(Records drawn from a dataset)
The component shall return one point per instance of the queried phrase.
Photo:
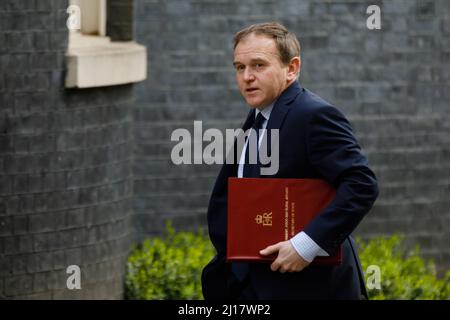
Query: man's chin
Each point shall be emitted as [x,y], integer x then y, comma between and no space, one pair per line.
[253,103]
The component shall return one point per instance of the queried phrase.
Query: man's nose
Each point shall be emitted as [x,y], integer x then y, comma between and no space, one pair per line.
[248,75]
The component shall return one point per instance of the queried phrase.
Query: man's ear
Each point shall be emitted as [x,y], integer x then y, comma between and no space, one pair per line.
[294,68]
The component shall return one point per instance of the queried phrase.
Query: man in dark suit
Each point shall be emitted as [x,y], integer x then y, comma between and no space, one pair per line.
[315,141]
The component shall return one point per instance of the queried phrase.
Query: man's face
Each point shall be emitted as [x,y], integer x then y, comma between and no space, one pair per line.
[260,75]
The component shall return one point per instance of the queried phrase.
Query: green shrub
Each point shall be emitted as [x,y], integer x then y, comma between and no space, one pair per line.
[404,274]
[168,267]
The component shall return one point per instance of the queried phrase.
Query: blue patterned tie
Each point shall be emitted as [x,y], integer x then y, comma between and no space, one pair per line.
[252,170]
[240,269]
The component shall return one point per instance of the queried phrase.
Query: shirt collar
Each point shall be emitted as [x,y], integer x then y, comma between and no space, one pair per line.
[265,111]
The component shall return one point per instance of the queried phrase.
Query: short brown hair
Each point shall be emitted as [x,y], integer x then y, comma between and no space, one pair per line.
[287,43]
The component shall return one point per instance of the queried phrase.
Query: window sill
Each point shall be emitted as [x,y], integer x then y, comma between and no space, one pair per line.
[94,61]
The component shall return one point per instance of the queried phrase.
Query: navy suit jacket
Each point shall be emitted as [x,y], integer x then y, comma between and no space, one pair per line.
[315,141]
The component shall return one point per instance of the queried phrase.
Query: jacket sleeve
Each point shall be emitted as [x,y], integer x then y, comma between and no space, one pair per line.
[334,152]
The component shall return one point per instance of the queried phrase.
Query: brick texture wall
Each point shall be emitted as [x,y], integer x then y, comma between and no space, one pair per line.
[65,165]
[393,84]
[83,172]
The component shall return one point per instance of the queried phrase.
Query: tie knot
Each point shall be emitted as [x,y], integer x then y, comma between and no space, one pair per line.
[258,121]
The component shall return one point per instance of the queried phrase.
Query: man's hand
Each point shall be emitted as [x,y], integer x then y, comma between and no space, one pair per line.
[288,260]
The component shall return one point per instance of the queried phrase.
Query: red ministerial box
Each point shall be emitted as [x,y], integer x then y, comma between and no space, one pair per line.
[264,211]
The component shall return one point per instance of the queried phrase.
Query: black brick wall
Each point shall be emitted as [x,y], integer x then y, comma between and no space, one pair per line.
[82,172]
[65,165]
[392,83]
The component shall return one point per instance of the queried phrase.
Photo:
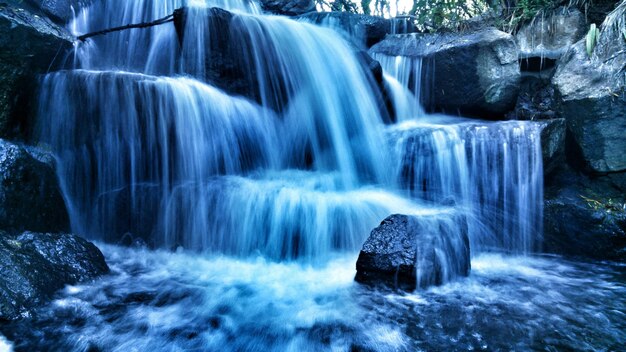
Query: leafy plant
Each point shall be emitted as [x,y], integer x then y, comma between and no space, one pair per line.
[592,38]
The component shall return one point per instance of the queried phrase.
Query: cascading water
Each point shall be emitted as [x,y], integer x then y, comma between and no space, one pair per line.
[153,151]
[291,168]
[178,162]
[493,170]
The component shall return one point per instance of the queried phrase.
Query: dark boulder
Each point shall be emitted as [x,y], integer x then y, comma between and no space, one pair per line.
[30,197]
[593,100]
[575,227]
[29,45]
[288,7]
[476,73]
[363,30]
[36,265]
[409,252]
[58,10]
[586,216]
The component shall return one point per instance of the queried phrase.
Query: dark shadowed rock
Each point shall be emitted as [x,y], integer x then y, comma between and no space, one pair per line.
[29,45]
[574,228]
[58,10]
[363,30]
[30,197]
[593,100]
[550,36]
[476,74]
[553,144]
[288,7]
[586,216]
[36,265]
[411,252]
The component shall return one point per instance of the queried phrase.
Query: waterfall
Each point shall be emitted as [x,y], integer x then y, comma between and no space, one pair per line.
[493,170]
[243,133]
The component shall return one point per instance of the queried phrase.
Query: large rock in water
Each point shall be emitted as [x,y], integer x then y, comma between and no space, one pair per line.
[411,252]
[476,74]
[36,265]
[30,197]
[29,45]
[593,100]
[288,7]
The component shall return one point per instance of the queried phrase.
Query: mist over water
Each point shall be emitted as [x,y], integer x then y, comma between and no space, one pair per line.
[268,197]
[157,300]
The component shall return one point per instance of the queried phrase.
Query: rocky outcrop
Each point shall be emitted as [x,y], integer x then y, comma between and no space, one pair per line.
[29,45]
[574,228]
[476,74]
[409,252]
[36,265]
[550,36]
[288,7]
[30,197]
[58,10]
[585,216]
[363,30]
[553,145]
[593,100]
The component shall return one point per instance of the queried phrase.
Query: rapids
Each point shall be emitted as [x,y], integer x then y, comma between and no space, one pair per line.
[254,210]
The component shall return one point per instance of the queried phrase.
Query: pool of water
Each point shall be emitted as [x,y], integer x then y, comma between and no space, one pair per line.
[157,300]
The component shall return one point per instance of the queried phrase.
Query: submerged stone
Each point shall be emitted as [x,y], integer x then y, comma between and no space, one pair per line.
[409,252]
[36,265]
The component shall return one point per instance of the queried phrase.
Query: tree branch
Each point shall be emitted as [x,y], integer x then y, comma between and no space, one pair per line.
[166,19]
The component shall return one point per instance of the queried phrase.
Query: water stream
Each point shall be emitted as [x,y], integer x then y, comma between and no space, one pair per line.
[267,194]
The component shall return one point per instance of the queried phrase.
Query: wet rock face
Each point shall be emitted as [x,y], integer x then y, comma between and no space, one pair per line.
[586,217]
[408,252]
[476,74]
[58,10]
[363,30]
[551,36]
[593,101]
[29,45]
[288,7]
[553,145]
[36,265]
[30,197]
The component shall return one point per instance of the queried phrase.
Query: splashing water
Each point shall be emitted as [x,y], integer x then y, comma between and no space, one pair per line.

* [Task item]:
Leaving images out, please output every line of the data exactly.

* [Finished task]:
The component shall return one point per instance of the queried phrase.
Photo:
Query: man's chin
Each point shall be emitted as [x,y], integer x then y, comma between and no space, one pair per line.
[253,103]
The component shall return one point per instance of the queried phrase.
Query: man's nose
Each point shall be emitted as [x,y], integer x then y, comma between and no space, one pair per line.
[248,75]
The component shall return one point per instance of the queried phrase.
Query: man's ear
Each point shall be emitted as [x,y], integer x then y, comma between and no space, one pair per line.
[294,68]
The component shall return one point per instance of the queried phrase.
Query: man in dark suit
Each point shall be emitted as [x,y], integer x then y, comma between and no space, one pair per line.
[315,141]
The component shall return one point per instance of the queried phrase.
Query: man's face
Each point shall be emitted as [x,y], integer x then y, comma between and no space, one pair per line.
[260,75]
The component shall return one point per instance of the queried phrase.
Query: green shrub
Each point shall be emitted as [x,y], integer x then y, comma between and no space, one pair per line.
[404,274]
[168,267]
The component shall return one point per instance of the queried phrase.
Query: blue patterned tie
Each point shall be emitted as [x,y], integer x then y, comma between and no space, one pair per line.
[252,170]
[240,269]
The component shall return one point per instance of the queried phrase.
Query: shirt collar
Each point shall be emitted as [x,y], integer x then y, comma between and no space, one pair per line.
[265,111]
The component shall return one point per instance of the queried phrase.
Query: short brown hair
Each point shall be emitted as [x,y], integer x then y, comma between and no space, one pair per line.
[287,43]
The component shall return one point per instance of the queried phrase.
Query: window sill
Each point shall be emitted as [x,y], integer x then y, comma between and no space, one pair per line.
[94,61]
The component shall return one point per instance of the queried phrase.
Query: navy suit jacket
Each point shall be emitted as [x,y], integer x then y, comma between and no space, one pair per line.
[315,141]
The component shall return one point per instance of the queried phrase.
Query: jacket sleeve
Each point shall be emitted as [x,y], integer x then y, comma between and no space, one pair per line.
[334,152]
The component shall return one point per instance of the queried phrase.
Query: brick texture wall
Each point shall be emitted as [x,y], integer x then y, comma between and no space, one pair per line.
[65,165]
[393,84]
[83,172]
The component shall return one point per instance of the queried phrase.
Query: tie knot
Each point shall be emitted as [x,y], integer x then y, comma between and no space, one pair per line.
[258,121]
The component shall return one point per instance of the queried phrase.
Query: man's hand
Each point shall be emitted as [x,y], integer x then y, comma between and no space, one pair per line.
[288,260]
The component shall return one point per instance of the queried phrase.
Query: red ministerial box
Each point shall be emitted as [x,y], integer x then y, comma between and no space, one pair per line.
[264,211]
The component shall return one point per instance of the queried phrase.
Query: black brick wall
Each point shall be emitted as [x,y], integer x then y, comma between and no space, one pair per line.
[82,172]
[65,165]
[392,83]
The component shall return one point per instance of the queried phrase.
Photo:
Query: leafy plant
Each point shall be emitted as [x,y], integer x then y, comma between and no space, one pair per line.
[592,38]
The component shall return one point per instance of the queried phrase.
Query: cascading water
Each point shall be emitted as [x,y], integer x then y, comma between and no space, one pair per line.
[153,151]
[291,168]
[178,162]
[493,170]
The component shall return one point per instance of the queried phrase.
Query: dark boulder
Each point shall be emitted as [x,y], integer x then y, comma between and no space, one pair per line.
[30,197]
[593,100]
[575,227]
[29,45]
[288,7]
[476,73]
[363,30]
[36,265]
[409,252]
[58,10]
[586,216]
The component shall return one point per instance of the queried phrase.
Query: dark shadowed rock
Each point shall be emitted as [x,y], integer x then y, comma between and no space, one pair per line.
[29,45]
[574,228]
[58,10]
[363,30]
[30,197]
[593,100]
[550,36]
[476,74]
[553,144]
[288,7]
[586,216]
[36,265]
[411,252]
The component shall return one point per instance of the queried phrase.
Query: waterfall
Each point shall be emitted as [x,y], integer x then y, comma between and no space, one pair per line.
[493,170]
[243,133]
The component shall return one point per instance of the queried phrase.
Query: large rock in water
Each point shall be emitted as [x,y], integer x then y, comma between and no space, one pair per line.
[411,252]
[476,74]
[36,265]
[30,197]
[29,45]
[593,100]
[288,7]
The component shall return one point per instance of the queried phrase.
Query: mist over water
Each point shall be emitted as [x,y], integer x then y, comma between and no space, one pair per line.
[268,197]
[157,300]
The component shall return one point per instance of the queried phrase.
Query: rocky outcrop
Each point shall be emitted as [x,y], integer x then y, comma between and no space, one pair per line.
[29,45]
[574,228]
[476,74]
[409,252]
[36,265]
[550,36]
[288,7]
[30,197]
[58,10]
[585,216]
[363,30]
[553,145]
[593,100]
The component shall return one point per instance of the queried phrase.
Query: rapids
Each point shall be emitted as [x,y], integer x then y, comma between and no space, one pair per line.
[254,210]
The component shall return one point per instance of the queried phrase.
Query: pool of water
Each point shall be emitted as [x,y], integer x then y, comma between and no space, one pair per line.
[157,300]
The component shall return one point per instance of the queried phrase.
Query: submerged stone
Each point shall be emitted as [x,y], integer x then y, comma between and no space, one pair per line.
[409,252]
[36,265]
The component shall return one point per instance of the queried phrase.
Query: tree branch
Each point shall be emitted as [x,y], integer x then y, comma between and no space, one pair per line.
[166,19]
The component shall return one point per instance of the queried phrase.
Query: water stream
Each point shall be emitted as [x,y], integer x then y, comma between and no space, one pair per line.
[267,194]
The component shall return one point per instance of the queried phrase.
Query: wet rock face
Each point shall be emitted as [x,y], integer x then y, comma between and no space, one pair per line.
[586,217]
[408,252]
[476,74]
[58,10]
[363,30]
[551,36]
[593,101]
[29,45]
[288,7]
[553,145]
[36,265]
[30,197]
The component shall return one point per instance of the queried phrase.
Query: splashing water
Each point shall be emitted as [x,y], integer x then y, comma between and no space, one pair per line.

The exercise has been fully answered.